**Task set:**
1. In the Black Honey text, rewrite the passage that begins at the words "On the 15th of April" and ends after "the new album.", switching "fourth album" to "fifth album".
2. Answer these questions from the Black Honey text:
(a) Which city had the first date of the April tour?
(b) Where did the band play the first Album Release Tour show?
(c) Who played drums in the band from 2014 to 2019?
3. For each statement, say whether it agrees with the Black Honey text. Quote the words that decide it.
(a) "Psycho" is on the album Soak.
(b) Soak is the band's third album.
(c) Alex Woodward plays bass guitar in the band.

**Text segment:**
On the 28th of March 2025, the band released a new single, "Psycho" and announced a short tour in April, including dates in Manchester (15 April), Brighton (16 April) and London (17 April). During these shows, Black Honey played several songs from their upcoming album, Soak.

On the 15th of April 2025, their fourth album Soak was announced for release on 15 August 2025 and the single "Dead" was released. Both "Psycho" and "Dead" feature on the new album.

On the 14th of August, Black Honey played the first of their Album Release Tour shows at Kingston College ahead of the release of Soak.

Soak was released on the 15th of August 2025 and with lyric videos for "Insulin", "Medication", "Carroll Avenue" and "Soak" also released at the same time

==Band members==
- Izzy Phillips – lead vocals, guitar
- Chris Ostler – vocals, guitar, synthesizers
- Tommy Taylor – vocals, bass guitar
- Alex Woodward – drums

=== Past band members ===
- Tom Dewhurst – drums (2014–2019)

**Source data:**

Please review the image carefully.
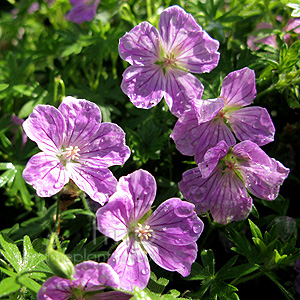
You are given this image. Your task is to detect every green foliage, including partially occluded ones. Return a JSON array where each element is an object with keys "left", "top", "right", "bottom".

**Replies:**
1.
On the 15th of April 2025, their fifth album Soak was announced for release on 15 August 2025 and the single "Dead" was released. Both "Psycho" and "Dead" feature on the new album.

2.
(a) Manchester (15 April)
(b) Kingston College
(c) Tom Dewhurst

3.
(a) Yes: "Both "Psycho" and "Dead" feature on the new album."
(b) No: "their fourth album Soak"
(c) No: "Alex Woodward – drums"